Select every line in the listing below that contains the string "arched", and copy each one. Case counts.
* BEGIN Stored records *
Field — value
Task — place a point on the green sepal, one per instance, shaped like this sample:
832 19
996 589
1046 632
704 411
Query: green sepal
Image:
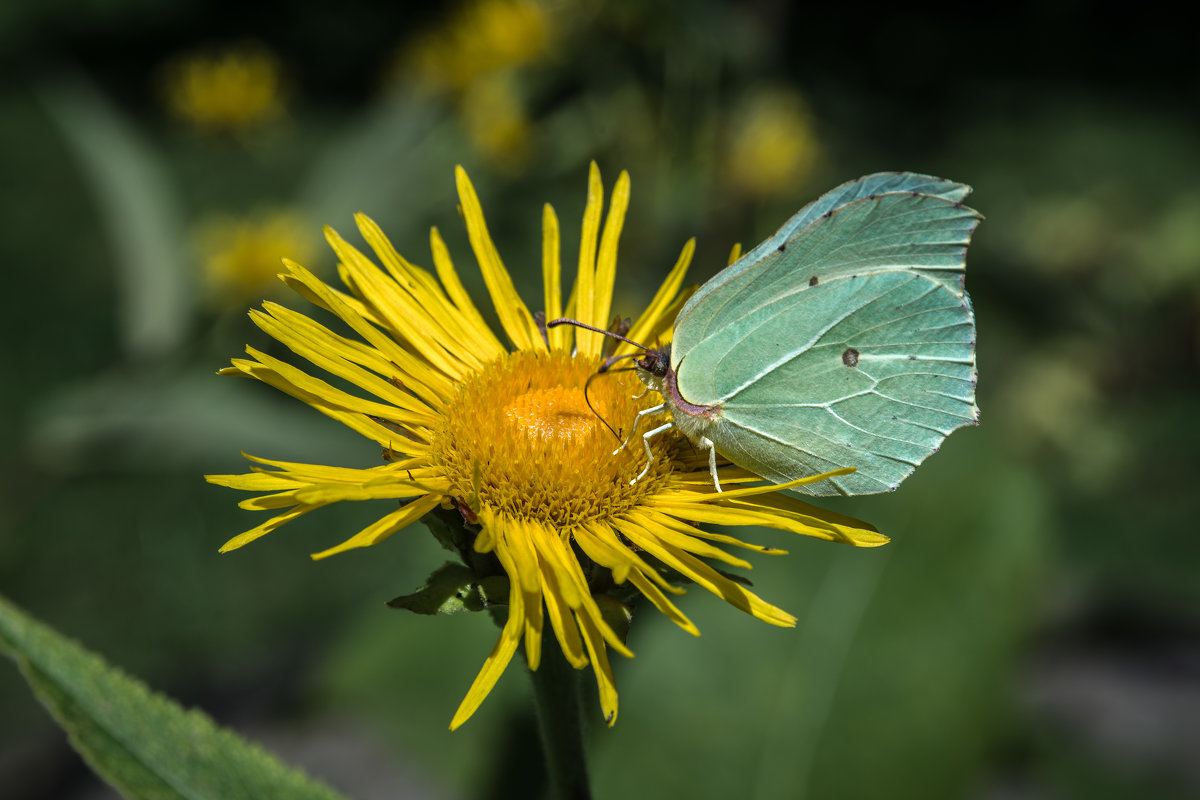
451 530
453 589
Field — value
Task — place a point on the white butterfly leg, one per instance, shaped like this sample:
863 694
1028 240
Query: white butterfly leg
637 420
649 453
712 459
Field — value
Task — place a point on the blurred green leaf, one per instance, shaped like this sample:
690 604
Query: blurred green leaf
* END Stored records *
* BEGIN Stored records *
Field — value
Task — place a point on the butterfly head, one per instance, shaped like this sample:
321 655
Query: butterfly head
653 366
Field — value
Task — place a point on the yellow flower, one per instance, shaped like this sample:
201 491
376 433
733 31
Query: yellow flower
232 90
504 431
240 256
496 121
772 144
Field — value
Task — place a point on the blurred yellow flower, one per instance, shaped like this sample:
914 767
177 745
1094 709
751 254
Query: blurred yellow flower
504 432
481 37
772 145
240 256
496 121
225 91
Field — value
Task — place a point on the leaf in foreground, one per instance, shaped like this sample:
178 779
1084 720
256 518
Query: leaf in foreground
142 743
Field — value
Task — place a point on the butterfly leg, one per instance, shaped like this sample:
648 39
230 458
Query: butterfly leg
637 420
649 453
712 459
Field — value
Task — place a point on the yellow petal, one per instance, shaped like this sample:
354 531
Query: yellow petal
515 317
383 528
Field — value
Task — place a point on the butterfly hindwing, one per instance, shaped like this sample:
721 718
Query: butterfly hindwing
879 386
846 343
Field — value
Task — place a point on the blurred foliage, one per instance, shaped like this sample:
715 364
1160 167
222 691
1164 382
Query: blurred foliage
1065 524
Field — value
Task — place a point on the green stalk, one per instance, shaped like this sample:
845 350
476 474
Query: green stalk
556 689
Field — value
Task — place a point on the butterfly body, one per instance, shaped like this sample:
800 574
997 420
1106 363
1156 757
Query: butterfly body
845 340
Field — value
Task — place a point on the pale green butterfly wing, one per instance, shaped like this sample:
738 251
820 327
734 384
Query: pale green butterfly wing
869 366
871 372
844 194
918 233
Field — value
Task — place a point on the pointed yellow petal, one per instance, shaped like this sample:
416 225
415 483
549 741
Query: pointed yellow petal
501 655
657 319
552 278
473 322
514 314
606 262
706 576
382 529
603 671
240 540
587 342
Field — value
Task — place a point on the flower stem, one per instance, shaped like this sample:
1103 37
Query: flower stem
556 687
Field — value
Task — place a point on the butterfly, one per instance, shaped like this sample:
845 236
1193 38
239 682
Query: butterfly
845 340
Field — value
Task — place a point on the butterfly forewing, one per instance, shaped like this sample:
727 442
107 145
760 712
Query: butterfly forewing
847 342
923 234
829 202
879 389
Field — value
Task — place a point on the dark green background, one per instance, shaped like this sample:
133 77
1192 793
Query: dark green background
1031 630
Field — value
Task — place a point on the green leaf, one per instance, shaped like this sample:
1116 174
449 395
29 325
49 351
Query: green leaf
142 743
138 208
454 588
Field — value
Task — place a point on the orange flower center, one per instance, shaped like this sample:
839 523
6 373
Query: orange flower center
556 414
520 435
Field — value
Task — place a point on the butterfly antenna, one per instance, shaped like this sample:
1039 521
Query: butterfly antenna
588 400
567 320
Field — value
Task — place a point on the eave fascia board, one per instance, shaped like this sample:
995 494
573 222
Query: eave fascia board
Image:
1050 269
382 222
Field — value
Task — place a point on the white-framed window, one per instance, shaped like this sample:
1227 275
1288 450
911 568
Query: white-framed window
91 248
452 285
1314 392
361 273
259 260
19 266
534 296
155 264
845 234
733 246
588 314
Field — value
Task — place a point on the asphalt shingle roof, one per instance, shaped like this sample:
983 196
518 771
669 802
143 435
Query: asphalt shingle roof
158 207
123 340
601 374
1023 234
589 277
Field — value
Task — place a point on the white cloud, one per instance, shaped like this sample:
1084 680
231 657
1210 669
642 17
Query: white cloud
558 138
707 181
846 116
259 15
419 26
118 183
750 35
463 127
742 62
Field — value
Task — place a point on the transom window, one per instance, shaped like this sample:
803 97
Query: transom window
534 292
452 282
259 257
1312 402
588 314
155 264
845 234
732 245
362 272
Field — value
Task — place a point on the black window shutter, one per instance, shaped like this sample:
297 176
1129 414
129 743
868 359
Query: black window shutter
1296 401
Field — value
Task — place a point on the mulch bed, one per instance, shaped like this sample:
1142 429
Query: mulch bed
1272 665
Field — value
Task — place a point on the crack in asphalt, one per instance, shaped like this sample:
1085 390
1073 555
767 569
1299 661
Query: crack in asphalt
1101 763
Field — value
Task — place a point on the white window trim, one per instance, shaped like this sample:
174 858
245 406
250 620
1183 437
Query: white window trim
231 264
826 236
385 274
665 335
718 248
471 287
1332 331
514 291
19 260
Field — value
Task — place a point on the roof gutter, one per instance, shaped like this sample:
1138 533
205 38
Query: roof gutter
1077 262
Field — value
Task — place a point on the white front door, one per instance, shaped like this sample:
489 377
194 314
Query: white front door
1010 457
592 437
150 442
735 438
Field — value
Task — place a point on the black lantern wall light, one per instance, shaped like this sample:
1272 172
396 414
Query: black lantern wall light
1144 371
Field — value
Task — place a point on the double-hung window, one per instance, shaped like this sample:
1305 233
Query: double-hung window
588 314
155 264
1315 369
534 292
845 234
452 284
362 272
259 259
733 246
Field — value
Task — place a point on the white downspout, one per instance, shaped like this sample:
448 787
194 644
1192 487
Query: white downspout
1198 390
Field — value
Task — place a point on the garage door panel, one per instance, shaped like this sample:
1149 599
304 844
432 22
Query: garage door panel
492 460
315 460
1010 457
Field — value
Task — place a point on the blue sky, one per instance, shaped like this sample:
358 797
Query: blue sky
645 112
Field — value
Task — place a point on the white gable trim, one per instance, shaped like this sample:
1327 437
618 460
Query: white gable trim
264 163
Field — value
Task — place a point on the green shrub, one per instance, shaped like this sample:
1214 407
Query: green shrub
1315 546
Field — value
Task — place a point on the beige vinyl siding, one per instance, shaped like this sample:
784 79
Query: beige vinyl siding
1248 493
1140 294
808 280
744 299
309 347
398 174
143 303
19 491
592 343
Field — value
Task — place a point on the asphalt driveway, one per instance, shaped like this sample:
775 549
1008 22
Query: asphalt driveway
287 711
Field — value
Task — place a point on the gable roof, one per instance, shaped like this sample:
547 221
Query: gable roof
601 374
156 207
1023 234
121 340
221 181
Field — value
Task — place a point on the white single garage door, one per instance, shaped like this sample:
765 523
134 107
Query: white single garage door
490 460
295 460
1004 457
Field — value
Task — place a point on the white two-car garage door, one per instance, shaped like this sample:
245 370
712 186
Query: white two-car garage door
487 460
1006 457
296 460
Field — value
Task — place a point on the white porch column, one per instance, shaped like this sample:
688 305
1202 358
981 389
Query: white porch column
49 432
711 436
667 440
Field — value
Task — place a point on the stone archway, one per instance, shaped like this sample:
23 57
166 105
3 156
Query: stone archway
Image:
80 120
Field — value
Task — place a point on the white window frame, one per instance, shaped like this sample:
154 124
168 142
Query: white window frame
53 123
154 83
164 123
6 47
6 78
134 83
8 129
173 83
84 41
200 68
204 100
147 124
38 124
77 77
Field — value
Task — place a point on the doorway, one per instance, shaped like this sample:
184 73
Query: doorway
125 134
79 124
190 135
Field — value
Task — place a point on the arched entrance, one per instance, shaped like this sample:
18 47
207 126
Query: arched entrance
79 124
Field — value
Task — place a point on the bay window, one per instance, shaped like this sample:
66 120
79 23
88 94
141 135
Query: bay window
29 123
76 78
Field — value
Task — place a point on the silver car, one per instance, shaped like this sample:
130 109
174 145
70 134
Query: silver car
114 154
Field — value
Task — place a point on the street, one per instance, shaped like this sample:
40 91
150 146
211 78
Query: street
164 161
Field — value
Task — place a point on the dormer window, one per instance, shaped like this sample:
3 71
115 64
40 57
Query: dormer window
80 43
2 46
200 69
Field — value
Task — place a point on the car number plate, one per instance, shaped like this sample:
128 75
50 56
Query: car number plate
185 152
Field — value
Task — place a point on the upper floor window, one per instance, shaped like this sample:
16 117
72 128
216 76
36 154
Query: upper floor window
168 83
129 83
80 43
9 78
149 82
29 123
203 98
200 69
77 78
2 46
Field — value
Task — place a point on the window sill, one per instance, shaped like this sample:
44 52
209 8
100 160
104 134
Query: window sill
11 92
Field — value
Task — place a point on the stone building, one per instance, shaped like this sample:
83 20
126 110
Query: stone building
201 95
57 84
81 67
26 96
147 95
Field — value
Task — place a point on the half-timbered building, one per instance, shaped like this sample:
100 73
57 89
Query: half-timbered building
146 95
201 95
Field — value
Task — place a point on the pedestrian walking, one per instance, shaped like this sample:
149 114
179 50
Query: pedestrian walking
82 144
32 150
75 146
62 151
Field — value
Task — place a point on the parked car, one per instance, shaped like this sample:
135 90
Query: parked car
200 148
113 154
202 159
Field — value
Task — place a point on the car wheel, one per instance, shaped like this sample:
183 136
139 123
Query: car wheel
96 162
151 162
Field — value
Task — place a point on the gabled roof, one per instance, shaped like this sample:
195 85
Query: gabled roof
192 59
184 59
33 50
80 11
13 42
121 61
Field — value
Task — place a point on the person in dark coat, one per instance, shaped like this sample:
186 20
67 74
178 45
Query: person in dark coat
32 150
* END Stored records *
* **Complete output**:
Task — place a point on the arched entrance, one per instance, shaped like this sample:
Query: arched entrance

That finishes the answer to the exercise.